(QUOTED TEXT)
Colombian materials scientist

Susan Andrea Bernal López (born 1982) is a Colombian materials scientist who is Professor of Sustainable Construction Materials at the University of Bath. Her research considers design, development and characterisation of novel cements and concretes. She was awarded the 2020 Institute of Materials, Minerals and Mining Rosenhain Medal and Prize.

== Early life and education ==
Bernal was born in Bogotá, Colombia. She was an undergraduate and postgraduate student at the University of Valle, where she worked on alkali-activated cements (so-called geopolymers). Specifically, her doctoral research considered the carbonation of concretes that are based on alkaline activated slag. She worked with Ruby Mejía de Gutiérrez, a professor of materials science, on a number of papers and they registered a patent together. During her doctorate she carried out two internships, one supported by the United States Department of Energy to work at the Argonne National Laboratory, and one at the University of Melbourne.

(DATA ENTRIES)
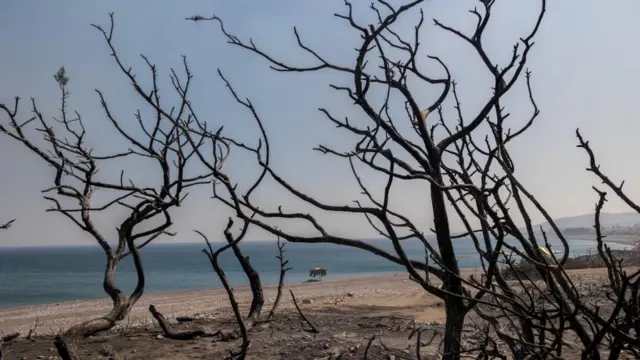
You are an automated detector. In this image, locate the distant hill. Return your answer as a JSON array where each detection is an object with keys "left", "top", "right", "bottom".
[{"left": 535, "top": 212, "right": 640, "bottom": 235}]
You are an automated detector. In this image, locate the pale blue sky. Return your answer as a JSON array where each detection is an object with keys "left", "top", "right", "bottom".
[{"left": 0, "top": 0, "right": 640, "bottom": 245}]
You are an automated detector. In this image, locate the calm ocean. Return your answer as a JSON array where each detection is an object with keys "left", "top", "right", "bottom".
[{"left": 0, "top": 239, "right": 622, "bottom": 308}]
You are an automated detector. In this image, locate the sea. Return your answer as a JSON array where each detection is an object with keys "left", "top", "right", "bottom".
[{"left": 0, "top": 238, "right": 625, "bottom": 308}]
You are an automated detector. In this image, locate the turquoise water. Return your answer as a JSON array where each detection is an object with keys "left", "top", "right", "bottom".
[{"left": 0, "top": 239, "right": 621, "bottom": 308}]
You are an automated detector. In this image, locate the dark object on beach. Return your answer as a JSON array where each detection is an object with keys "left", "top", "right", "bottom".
[
  {"left": 149, "top": 304, "right": 207, "bottom": 340},
  {"left": 309, "top": 265, "right": 327, "bottom": 281}
]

(WHAT THE EXERCISE ASKS) Translate this sentence from the text about Susan Bernal into Spanish: "Her research considers design, development and characterisation of novel cements and concretes." The items have no connection to the text about Susan Bernal.

(EXERCISE SOLUTION) Su investigación aborda el diseño, el desarrollo y la caracterización de cementos y concretos novedosos.